- TASK TO COMPLETE
Each time a line of the listing holds "window", copy that line.

INPUT Block Start

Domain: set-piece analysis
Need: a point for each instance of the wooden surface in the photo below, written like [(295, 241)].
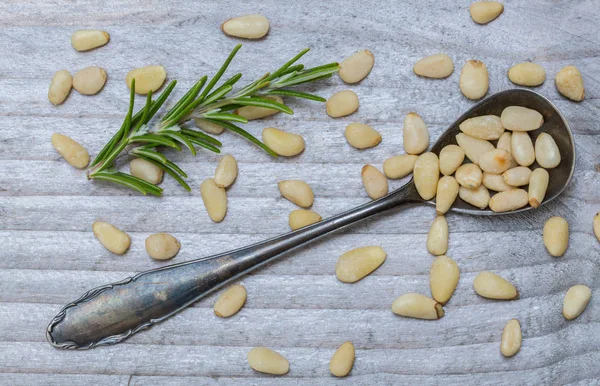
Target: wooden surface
[(49, 255)]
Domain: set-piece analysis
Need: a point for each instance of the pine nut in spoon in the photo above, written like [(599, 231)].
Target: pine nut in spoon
[(122, 300)]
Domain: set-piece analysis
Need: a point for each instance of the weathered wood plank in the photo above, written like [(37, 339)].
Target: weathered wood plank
[(309, 362), (301, 327), (49, 255), (313, 291), (63, 379), (406, 252)]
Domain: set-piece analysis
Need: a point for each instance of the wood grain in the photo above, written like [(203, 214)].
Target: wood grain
[(49, 255)]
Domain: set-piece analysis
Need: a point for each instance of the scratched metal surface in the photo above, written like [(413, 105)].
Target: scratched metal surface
[(49, 255)]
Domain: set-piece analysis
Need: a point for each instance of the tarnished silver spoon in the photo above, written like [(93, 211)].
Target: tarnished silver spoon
[(113, 312)]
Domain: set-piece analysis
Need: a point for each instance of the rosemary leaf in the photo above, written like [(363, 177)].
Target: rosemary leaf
[(263, 102), (224, 117), (233, 80), (205, 145), (160, 100), (180, 138), (217, 94), (297, 94), (188, 97), (144, 119), (294, 68), (149, 153), (219, 73), (156, 139), (288, 64), (245, 134), (201, 136), (129, 181), (127, 124)]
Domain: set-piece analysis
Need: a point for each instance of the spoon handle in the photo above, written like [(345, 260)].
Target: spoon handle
[(111, 313)]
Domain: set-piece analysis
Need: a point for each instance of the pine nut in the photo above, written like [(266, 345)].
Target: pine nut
[(469, 176), (473, 147), (226, 171), (283, 143), (358, 263), (538, 184), (374, 182), (509, 200), (342, 361), (209, 127), (111, 238), (576, 300), (556, 236), (495, 161), (254, 112), (415, 134), (297, 191), (434, 66), (426, 175), (443, 278), (495, 182), (474, 80), (517, 118), (482, 12), (71, 151), (488, 127), (491, 286), (362, 136), (60, 87), (85, 40), (511, 338), (162, 246), (478, 197), (447, 191), (522, 148), (90, 80), (418, 306), (451, 157), (147, 79), (505, 142), (399, 166), (268, 361), (231, 301), (527, 74), (546, 151), (301, 218), (146, 170), (437, 238), (518, 176), (357, 66), (215, 200), (247, 26), (342, 103), (569, 83)]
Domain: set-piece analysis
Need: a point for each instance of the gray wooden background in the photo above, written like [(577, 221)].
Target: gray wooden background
[(49, 256)]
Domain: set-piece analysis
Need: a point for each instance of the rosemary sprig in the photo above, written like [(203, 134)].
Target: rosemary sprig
[(204, 100)]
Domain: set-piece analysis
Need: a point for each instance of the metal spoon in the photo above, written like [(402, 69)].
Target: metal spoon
[(113, 312)]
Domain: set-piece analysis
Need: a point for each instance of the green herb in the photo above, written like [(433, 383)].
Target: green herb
[(202, 101)]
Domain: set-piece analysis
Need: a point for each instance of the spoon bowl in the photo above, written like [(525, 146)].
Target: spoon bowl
[(113, 312), (554, 124)]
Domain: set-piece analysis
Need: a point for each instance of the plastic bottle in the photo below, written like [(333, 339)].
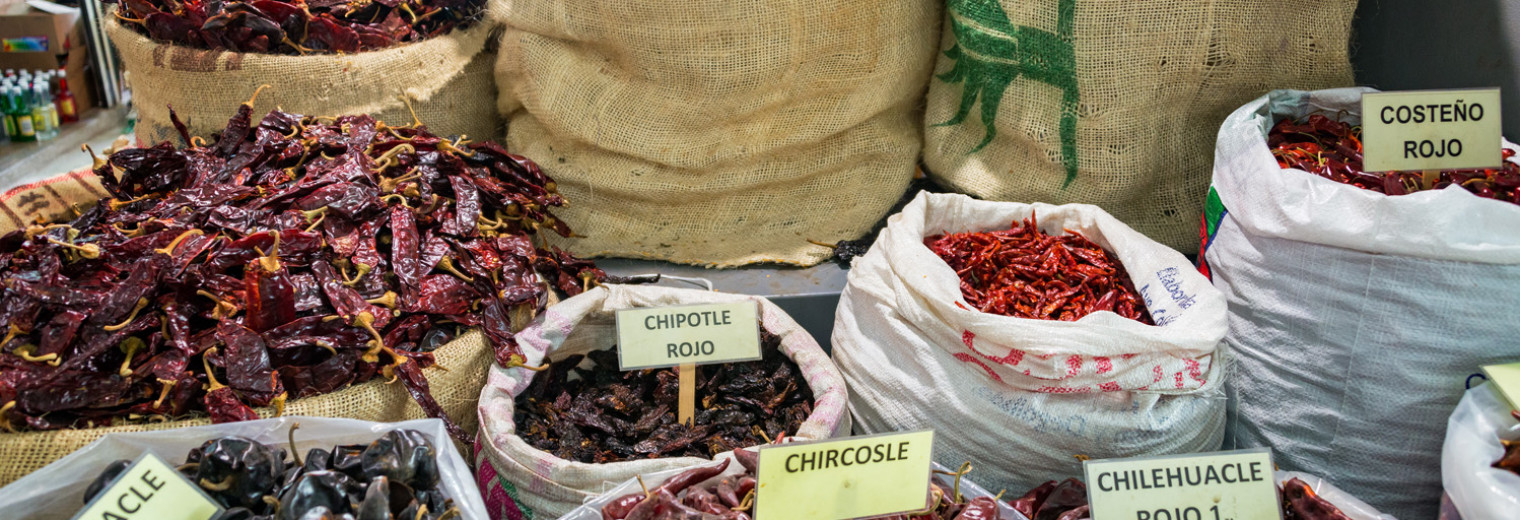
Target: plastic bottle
[(20, 114), (41, 117), (64, 99), (46, 91)]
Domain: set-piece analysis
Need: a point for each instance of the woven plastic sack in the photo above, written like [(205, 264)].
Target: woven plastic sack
[(1476, 488), (1019, 396), (1114, 102), (57, 491), (1355, 317), (522, 481), (1350, 505), (719, 133), (455, 388), (446, 78), (593, 508)]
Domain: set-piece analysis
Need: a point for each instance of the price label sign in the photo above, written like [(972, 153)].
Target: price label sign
[(1431, 130), (851, 478), (1508, 380), (151, 490), (687, 335), (1224, 485)]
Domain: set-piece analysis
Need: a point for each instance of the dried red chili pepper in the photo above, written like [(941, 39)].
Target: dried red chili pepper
[(1333, 149), (272, 26), (292, 256), (601, 414), (1025, 272)]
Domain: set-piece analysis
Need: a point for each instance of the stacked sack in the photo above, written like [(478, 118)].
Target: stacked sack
[(1023, 397), (443, 81), (1114, 102), (1355, 317), (721, 133)]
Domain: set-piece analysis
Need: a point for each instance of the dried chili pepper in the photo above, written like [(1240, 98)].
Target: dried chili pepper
[(1025, 272), (394, 478), (1333, 149), (601, 414), (291, 257), (319, 26)]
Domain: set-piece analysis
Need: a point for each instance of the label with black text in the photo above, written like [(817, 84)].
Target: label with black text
[(1222, 485), (681, 335), (151, 490), (851, 478), (1431, 130)]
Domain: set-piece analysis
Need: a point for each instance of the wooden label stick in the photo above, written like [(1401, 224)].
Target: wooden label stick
[(687, 385)]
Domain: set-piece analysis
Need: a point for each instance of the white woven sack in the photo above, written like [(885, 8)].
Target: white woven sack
[(549, 485), (1478, 490), (1353, 317), (1017, 396)]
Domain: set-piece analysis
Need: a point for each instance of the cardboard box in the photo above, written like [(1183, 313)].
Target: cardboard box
[(46, 35)]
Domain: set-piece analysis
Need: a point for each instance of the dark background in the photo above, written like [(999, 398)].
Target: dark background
[(1414, 44)]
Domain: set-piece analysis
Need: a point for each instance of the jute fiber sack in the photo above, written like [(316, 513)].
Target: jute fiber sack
[(455, 383), (1114, 102), (1019, 396), (446, 78), (520, 481), (719, 133), (1355, 317)]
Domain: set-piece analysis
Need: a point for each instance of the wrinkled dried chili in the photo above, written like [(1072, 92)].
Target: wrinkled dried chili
[(605, 415), (298, 28), (1025, 272), (286, 259), (397, 476), (689, 494), (1333, 149)]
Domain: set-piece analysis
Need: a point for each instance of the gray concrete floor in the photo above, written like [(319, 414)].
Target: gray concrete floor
[(22, 163)]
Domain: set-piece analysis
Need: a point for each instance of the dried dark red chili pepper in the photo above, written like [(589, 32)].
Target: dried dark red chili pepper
[(291, 257), (605, 415), (272, 26), (1025, 272), (1333, 149)]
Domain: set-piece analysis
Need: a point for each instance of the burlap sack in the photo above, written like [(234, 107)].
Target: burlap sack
[(718, 133), (1114, 102), (456, 383), (447, 79)]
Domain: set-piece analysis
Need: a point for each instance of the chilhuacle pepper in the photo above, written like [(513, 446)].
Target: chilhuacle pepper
[(285, 259), (295, 28), (394, 478), (601, 414)]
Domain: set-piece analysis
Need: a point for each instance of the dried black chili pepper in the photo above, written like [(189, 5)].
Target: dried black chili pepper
[(394, 478), (601, 414), (286, 259)]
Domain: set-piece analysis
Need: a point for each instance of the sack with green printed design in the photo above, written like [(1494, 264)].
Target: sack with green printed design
[(1114, 102)]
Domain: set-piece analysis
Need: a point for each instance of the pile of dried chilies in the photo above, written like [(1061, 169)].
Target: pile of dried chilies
[(1067, 500), (297, 28), (608, 415), (1333, 149), (1025, 272), (394, 478), (291, 257)]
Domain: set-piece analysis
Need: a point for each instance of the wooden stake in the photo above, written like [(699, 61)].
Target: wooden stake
[(687, 385)]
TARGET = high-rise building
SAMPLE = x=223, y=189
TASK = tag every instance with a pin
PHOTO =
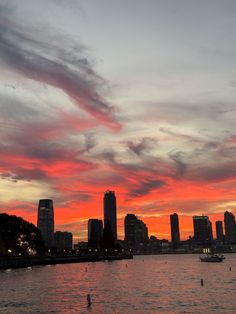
x=109, y=203
x=202, y=230
x=230, y=227
x=63, y=240
x=46, y=221
x=136, y=232
x=174, y=224
x=219, y=231
x=94, y=232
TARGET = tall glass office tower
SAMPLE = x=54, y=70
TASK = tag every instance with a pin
x=46, y=221
x=109, y=203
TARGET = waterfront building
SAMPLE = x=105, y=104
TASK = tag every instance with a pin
x=46, y=221
x=230, y=227
x=136, y=232
x=109, y=205
x=219, y=231
x=95, y=230
x=174, y=224
x=202, y=230
x=63, y=240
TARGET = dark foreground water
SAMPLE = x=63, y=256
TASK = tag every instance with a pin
x=147, y=284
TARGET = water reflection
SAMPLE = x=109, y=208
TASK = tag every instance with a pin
x=151, y=284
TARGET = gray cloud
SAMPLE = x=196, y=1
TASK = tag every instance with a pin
x=145, y=186
x=48, y=63
x=140, y=146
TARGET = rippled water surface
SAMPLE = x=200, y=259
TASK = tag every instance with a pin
x=146, y=284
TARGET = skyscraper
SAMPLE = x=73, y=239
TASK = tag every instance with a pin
x=219, y=231
x=174, y=224
x=202, y=230
x=109, y=203
x=94, y=232
x=136, y=232
x=230, y=227
x=46, y=221
x=63, y=240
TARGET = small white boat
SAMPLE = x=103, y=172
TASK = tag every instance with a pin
x=211, y=258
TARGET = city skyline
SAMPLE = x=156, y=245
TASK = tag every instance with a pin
x=134, y=98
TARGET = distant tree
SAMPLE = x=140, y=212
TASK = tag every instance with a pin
x=108, y=240
x=18, y=236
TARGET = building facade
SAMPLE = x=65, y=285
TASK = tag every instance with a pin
x=63, y=240
x=230, y=227
x=45, y=221
x=202, y=230
x=219, y=231
x=174, y=225
x=109, y=205
x=95, y=229
x=136, y=232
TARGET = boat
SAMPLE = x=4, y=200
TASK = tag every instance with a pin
x=211, y=258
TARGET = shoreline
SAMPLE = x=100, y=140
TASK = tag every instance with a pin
x=28, y=261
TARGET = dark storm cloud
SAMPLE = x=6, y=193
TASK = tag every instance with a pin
x=47, y=63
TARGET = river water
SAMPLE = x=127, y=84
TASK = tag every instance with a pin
x=146, y=284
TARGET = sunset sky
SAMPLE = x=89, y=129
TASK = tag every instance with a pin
x=132, y=96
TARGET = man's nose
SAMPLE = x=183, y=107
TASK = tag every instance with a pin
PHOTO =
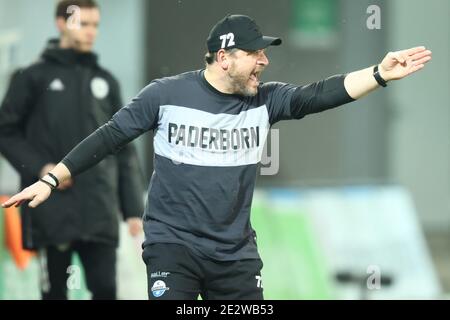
x=262, y=59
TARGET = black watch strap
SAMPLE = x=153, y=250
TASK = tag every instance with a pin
x=378, y=78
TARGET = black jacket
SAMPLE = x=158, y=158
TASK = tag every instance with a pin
x=49, y=108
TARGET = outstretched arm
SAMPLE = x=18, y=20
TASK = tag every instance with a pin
x=396, y=65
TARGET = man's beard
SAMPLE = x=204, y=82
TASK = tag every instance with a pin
x=239, y=83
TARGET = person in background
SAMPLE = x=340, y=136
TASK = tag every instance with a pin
x=50, y=107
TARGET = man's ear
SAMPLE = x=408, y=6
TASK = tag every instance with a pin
x=222, y=59
x=61, y=24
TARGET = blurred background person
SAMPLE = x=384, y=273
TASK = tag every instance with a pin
x=370, y=182
x=49, y=107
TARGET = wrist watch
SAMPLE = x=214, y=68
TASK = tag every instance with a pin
x=378, y=78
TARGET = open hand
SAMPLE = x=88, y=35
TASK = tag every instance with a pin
x=37, y=193
x=399, y=64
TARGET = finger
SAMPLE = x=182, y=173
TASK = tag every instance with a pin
x=18, y=203
x=36, y=201
x=414, y=50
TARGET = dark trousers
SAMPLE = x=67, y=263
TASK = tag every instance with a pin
x=174, y=272
x=99, y=264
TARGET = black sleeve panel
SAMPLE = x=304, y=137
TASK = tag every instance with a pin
x=319, y=96
x=15, y=109
x=105, y=140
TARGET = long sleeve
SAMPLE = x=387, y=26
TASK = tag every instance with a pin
x=16, y=107
x=287, y=101
x=131, y=184
x=139, y=116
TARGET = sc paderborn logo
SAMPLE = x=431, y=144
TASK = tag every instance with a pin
x=158, y=288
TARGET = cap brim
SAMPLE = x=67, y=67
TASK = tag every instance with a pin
x=261, y=43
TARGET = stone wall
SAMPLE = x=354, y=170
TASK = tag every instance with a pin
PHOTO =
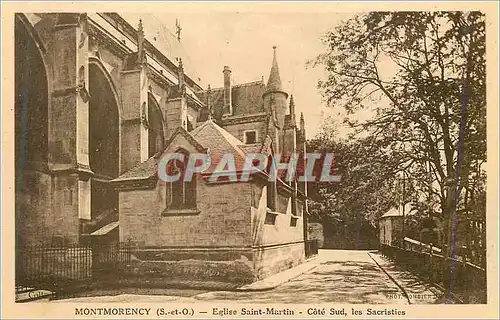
x=269, y=260
x=315, y=231
x=280, y=246
x=47, y=208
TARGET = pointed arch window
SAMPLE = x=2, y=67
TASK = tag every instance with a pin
x=181, y=194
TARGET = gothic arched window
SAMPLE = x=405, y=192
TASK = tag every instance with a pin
x=181, y=194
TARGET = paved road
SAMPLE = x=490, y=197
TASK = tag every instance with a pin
x=343, y=276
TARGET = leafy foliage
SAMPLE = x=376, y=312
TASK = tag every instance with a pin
x=423, y=76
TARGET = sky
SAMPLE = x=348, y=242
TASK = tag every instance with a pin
x=244, y=41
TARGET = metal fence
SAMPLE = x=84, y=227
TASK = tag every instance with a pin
x=311, y=247
x=45, y=265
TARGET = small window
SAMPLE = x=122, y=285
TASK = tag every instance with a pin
x=294, y=205
x=270, y=218
x=250, y=137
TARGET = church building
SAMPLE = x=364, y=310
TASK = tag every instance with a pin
x=98, y=102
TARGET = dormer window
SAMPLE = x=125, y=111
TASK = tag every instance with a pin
x=250, y=137
x=181, y=194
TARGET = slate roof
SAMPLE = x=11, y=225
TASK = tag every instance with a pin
x=219, y=142
x=398, y=212
x=274, y=82
x=162, y=38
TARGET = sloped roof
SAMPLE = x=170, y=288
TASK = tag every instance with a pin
x=208, y=136
x=246, y=99
x=162, y=38
x=219, y=142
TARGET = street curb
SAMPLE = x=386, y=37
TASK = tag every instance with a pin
x=279, y=279
x=392, y=278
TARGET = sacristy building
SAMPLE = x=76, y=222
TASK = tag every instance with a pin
x=98, y=100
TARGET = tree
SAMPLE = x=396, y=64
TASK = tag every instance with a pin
x=423, y=74
x=366, y=189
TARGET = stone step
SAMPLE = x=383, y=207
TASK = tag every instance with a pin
x=27, y=294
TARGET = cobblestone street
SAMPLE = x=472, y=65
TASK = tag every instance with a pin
x=341, y=276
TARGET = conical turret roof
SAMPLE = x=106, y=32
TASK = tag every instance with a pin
x=274, y=82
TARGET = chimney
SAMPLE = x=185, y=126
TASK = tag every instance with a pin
x=228, y=101
x=302, y=123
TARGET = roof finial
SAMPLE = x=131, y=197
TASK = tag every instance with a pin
x=209, y=102
x=292, y=110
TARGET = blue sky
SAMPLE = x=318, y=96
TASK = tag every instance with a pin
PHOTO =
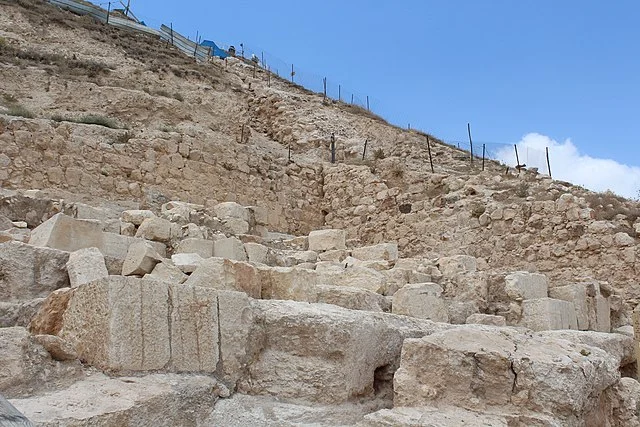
x=565, y=69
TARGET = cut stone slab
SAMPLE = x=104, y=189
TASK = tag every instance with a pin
x=481, y=368
x=202, y=247
x=137, y=216
x=187, y=262
x=163, y=400
x=256, y=252
x=383, y=251
x=29, y=272
x=226, y=274
x=545, y=314
x=486, y=319
x=141, y=259
x=230, y=248
x=68, y=234
x=577, y=295
x=327, y=240
x=158, y=230
x=523, y=286
x=421, y=300
x=86, y=265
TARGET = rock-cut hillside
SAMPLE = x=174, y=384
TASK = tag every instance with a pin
x=176, y=249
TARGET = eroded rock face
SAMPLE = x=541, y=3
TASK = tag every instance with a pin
x=482, y=368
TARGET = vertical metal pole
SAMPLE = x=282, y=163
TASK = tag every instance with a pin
x=482, y=156
x=549, y=167
x=430, y=158
x=333, y=148
x=470, y=141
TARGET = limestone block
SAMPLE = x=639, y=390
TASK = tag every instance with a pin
x=290, y=283
x=523, y=285
x=383, y=251
x=357, y=277
x=599, y=313
x=326, y=240
x=68, y=234
x=160, y=400
x=458, y=264
x=486, y=319
x=158, y=229
x=421, y=300
x=481, y=368
x=202, y=247
x=86, y=265
x=231, y=210
x=256, y=252
x=235, y=226
x=168, y=272
x=29, y=272
x=230, y=248
x=226, y=274
x=141, y=259
x=187, y=263
x=351, y=298
x=547, y=314
x=136, y=217
x=577, y=294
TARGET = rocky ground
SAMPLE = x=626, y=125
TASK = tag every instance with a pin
x=163, y=262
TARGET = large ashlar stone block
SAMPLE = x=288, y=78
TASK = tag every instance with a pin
x=327, y=240
x=226, y=274
x=29, y=272
x=86, y=265
x=141, y=259
x=124, y=323
x=158, y=230
x=202, y=247
x=576, y=294
x=544, y=314
x=523, y=285
x=383, y=251
x=421, y=300
x=68, y=234
x=323, y=353
x=483, y=368
x=230, y=248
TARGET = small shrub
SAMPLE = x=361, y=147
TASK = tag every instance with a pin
x=20, y=111
x=378, y=154
x=94, y=119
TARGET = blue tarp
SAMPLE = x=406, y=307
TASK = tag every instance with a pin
x=215, y=50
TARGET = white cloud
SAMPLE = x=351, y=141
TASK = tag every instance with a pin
x=568, y=164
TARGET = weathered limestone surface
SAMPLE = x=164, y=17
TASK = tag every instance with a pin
x=164, y=400
x=30, y=272
x=421, y=300
x=86, y=265
x=479, y=367
x=547, y=313
x=326, y=240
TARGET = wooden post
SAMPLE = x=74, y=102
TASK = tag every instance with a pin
x=470, y=141
x=430, y=158
x=549, y=169
x=333, y=148
x=482, y=156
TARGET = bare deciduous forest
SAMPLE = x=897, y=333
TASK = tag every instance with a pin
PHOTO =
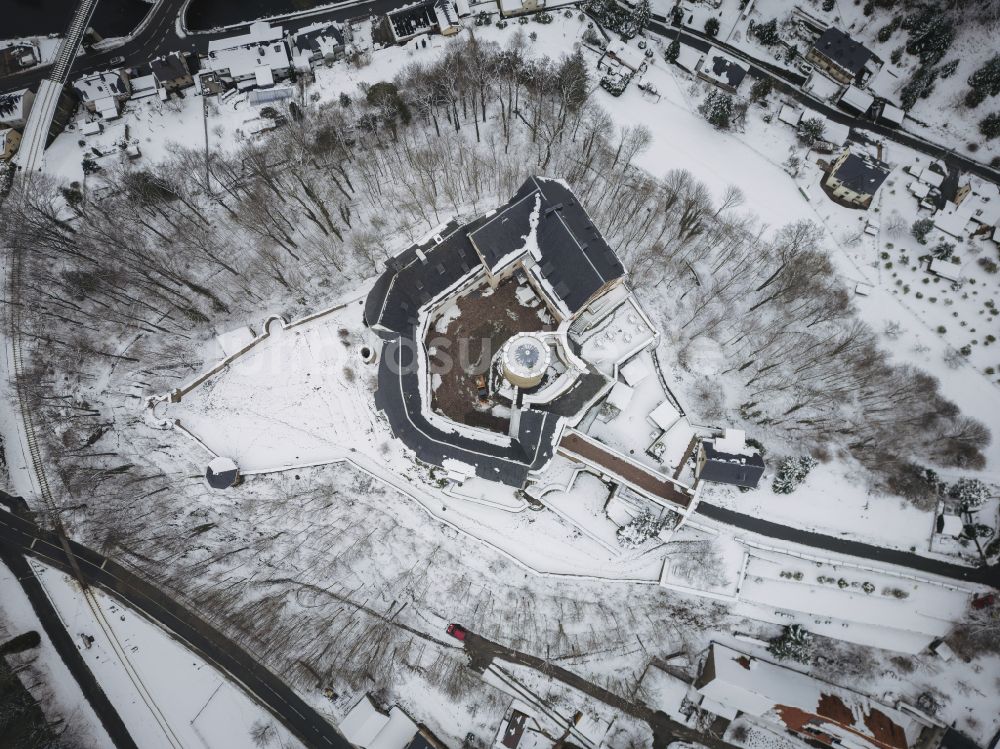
x=121, y=291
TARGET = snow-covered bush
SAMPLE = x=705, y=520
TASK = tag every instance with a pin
x=792, y=472
x=639, y=530
x=794, y=644
x=920, y=229
x=811, y=130
x=767, y=33
x=970, y=493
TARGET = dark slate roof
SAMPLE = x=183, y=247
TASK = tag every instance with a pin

INPUT Block End

- RESPONSE AREA
TARGET = pointed arch window
TARGET = gothic arched window
TARGET = small window
TARGET = dormer window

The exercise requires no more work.